- [Record set]
begin

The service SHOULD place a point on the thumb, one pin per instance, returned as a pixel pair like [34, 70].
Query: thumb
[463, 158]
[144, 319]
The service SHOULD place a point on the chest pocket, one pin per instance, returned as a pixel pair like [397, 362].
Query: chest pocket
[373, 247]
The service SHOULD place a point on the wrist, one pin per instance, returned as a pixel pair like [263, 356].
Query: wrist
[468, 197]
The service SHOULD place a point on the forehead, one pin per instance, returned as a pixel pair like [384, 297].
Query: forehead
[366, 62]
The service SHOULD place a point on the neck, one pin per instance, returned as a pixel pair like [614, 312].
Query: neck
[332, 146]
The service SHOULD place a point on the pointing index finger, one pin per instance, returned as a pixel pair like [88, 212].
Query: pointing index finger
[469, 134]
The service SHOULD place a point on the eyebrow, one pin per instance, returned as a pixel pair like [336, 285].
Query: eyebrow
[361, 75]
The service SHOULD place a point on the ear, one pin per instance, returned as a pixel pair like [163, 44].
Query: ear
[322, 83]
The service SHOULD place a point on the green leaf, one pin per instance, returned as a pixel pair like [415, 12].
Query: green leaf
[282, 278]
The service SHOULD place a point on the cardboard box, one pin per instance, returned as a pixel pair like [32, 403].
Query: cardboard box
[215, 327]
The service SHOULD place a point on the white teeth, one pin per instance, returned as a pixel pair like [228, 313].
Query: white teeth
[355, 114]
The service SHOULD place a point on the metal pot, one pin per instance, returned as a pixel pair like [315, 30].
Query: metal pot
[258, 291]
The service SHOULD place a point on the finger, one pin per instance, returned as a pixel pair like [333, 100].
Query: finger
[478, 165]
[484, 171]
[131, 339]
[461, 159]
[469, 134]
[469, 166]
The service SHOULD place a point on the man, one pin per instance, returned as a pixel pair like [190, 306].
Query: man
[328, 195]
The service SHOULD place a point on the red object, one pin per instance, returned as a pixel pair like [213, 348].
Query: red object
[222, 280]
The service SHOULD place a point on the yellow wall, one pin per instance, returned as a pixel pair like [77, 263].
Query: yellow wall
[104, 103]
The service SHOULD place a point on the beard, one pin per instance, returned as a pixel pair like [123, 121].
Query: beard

end

- [Aim]
Recopy the entries above exactly, with every line included.

- [Exercise solution]
The service SHOULD place a point on the thumb, one pin per instance, returned as a pixel pair like [34, 70].
Query: thumb
[463, 158]
[144, 319]
The service SHOULD place a point on the chest pocket, one pin per instance, returned as a pixel pair like [397, 362].
Query: chest pocket
[373, 247]
The service SHOULD place a point on the wrist, one pin per instance, returned as a pixel pair like [263, 356].
Query: wrist
[468, 197]
The service SHOULD place a point on the forehead, one pin per instance, returned as a pixel pair like [384, 297].
Query: forehead
[366, 62]
The service SHOULD place a point on the neck, one pin per instance, returned as a pixel pair like [614, 312].
Query: neck
[332, 146]
The service SHOULD place a point on the pointing index finger, one pin per instance, returned as a pixel pair like [88, 212].
Query: pointing index finger
[469, 134]
The service SHOULD place a point on the eyebrow, one pin per instance, returned as a pixel pair like [336, 285].
Query: eyebrow
[361, 75]
The service SHOULD place a point on the ear, one pin per instance, returned as a pixel pair like [163, 44].
Query: ear
[322, 83]
The service SHOULD place a point on the green leaf, one pin per instance, returned as a pixel pair like [415, 12].
Query: green leaf
[282, 278]
The service SHOULD place a point on the cardboard box, one pin per instance, returned as a pixel pair like [32, 403].
Query: cardboard box
[215, 327]
The service SHOULD place a point on the white teeth, one pin per instance, returned as a pixel pair like [228, 313].
Query: white teeth
[355, 114]
The service SHOULD place a point on the metal pot, one pin per instance, returned as a pixel pair like [315, 30].
Query: metal pot
[258, 291]
The service SHOULD place a point on the finger, one pin per instance, returned as a pixel pair like [333, 100].
Query: finger
[478, 165]
[484, 171]
[131, 339]
[461, 159]
[469, 134]
[469, 166]
The service SHOULD place a point on the man, one pin per instance, returned as a pixel pair like [190, 306].
Query: man
[328, 195]
The service SHOULD place a point on the red object, one pin per instance, returned as a pixel pair like [213, 348].
Query: red object
[222, 280]
The service SHOULD place a point on the yellow wall, one pin per instance, returned as a pixel pair like [77, 263].
Query: yellow wall
[104, 103]
The service SHOULD place a point on the beard, one pin per instance, returned as a pixel pair like [123, 121].
Query: beard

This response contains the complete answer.